What the task asks |
Can you shift every x and y coordinate in the answers up by 131 and write out all the lines from the line with "Reviewer note: see that each instance of the woven" through the end of the lines, keeping every other number as it is?

Exercise materials |
• • •

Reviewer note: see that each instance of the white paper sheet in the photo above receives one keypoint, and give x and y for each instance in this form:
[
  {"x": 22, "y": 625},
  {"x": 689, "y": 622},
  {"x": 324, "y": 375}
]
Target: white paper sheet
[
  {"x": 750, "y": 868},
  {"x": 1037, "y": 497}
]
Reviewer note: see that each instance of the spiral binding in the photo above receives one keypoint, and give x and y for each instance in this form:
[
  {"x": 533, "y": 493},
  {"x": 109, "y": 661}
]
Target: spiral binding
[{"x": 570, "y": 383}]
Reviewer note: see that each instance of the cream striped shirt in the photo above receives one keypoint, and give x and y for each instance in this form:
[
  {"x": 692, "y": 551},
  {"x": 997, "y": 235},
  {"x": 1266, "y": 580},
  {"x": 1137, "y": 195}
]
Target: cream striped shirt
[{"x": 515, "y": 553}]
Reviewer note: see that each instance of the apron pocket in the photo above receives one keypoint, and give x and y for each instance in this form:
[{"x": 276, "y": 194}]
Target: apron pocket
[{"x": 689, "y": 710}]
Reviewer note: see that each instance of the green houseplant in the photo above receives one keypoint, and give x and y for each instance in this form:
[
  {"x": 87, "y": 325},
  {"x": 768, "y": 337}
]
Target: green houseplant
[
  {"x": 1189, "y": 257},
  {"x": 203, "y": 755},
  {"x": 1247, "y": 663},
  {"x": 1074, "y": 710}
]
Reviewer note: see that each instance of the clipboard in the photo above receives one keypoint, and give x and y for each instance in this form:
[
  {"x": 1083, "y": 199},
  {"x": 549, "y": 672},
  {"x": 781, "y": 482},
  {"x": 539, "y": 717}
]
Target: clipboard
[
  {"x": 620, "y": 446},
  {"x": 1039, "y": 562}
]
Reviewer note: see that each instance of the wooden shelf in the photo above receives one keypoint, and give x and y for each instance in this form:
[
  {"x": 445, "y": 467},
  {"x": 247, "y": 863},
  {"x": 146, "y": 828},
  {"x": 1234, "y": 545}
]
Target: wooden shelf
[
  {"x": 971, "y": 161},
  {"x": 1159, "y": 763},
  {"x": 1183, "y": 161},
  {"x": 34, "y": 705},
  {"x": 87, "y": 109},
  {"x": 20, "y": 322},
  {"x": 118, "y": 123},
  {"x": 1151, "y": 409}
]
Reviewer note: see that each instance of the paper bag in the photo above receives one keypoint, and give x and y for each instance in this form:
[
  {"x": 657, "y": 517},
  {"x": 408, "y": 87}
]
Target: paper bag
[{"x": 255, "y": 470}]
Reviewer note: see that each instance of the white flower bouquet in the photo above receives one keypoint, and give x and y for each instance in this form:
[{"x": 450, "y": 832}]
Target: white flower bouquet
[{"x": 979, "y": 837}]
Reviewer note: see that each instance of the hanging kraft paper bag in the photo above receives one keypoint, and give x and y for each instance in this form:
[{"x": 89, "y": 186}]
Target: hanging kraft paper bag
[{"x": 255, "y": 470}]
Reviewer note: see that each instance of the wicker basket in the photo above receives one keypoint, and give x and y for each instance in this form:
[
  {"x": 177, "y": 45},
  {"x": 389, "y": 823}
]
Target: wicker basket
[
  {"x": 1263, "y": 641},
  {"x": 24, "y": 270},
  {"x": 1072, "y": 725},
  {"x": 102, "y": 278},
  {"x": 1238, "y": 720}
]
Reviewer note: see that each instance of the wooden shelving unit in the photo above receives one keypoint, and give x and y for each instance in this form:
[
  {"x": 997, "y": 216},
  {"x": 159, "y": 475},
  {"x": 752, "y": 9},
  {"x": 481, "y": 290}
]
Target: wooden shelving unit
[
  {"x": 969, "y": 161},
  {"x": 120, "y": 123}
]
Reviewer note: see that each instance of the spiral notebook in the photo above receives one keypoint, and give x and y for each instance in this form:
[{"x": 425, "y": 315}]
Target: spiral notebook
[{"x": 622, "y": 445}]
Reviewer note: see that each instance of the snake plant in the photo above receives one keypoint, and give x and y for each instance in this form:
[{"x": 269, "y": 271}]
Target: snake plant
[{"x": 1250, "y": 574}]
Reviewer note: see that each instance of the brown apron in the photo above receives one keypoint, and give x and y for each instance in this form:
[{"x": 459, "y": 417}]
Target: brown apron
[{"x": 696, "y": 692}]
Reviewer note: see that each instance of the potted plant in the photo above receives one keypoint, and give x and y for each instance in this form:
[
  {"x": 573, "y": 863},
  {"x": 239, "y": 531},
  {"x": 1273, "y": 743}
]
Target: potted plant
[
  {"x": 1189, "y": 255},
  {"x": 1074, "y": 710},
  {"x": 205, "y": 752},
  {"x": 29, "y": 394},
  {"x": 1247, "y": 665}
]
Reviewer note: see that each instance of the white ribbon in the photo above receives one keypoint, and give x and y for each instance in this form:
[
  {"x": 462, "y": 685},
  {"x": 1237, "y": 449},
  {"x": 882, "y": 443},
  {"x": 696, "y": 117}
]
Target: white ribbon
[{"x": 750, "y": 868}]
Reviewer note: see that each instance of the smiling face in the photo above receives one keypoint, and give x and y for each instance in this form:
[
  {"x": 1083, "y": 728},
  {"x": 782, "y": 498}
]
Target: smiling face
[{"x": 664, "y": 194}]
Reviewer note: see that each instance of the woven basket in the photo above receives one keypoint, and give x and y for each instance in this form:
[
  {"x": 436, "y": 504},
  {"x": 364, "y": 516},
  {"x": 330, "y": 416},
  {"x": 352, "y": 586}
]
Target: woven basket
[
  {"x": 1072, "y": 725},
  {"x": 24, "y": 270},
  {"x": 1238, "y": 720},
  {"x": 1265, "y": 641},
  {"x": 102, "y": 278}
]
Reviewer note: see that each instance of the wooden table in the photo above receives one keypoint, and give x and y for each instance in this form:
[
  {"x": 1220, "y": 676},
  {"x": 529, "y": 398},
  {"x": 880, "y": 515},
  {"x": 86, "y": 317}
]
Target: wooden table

• • •

Task response |
Reviewer note: see that each instance of the woven basket in the photo above receives one keypoint, and give x and y for each instance in this form:
[
  {"x": 436, "y": 504},
  {"x": 364, "y": 516},
  {"x": 330, "y": 416},
  {"x": 352, "y": 586}
]
Target: woven basket
[
  {"x": 1203, "y": 856},
  {"x": 155, "y": 401},
  {"x": 1369, "y": 851},
  {"x": 1396, "y": 772},
  {"x": 233, "y": 409}
]
Reviewer note: see that each instance of the wooden table in the photo above receives one keypoint, and give x and y for each instance in this form:
[
  {"x": 1220, "y": 676},
  {"x": 529, "y": 398},
  {"x": 880, "y": 515},
  {"x": 86, "y": 317}
]
Target: wooden table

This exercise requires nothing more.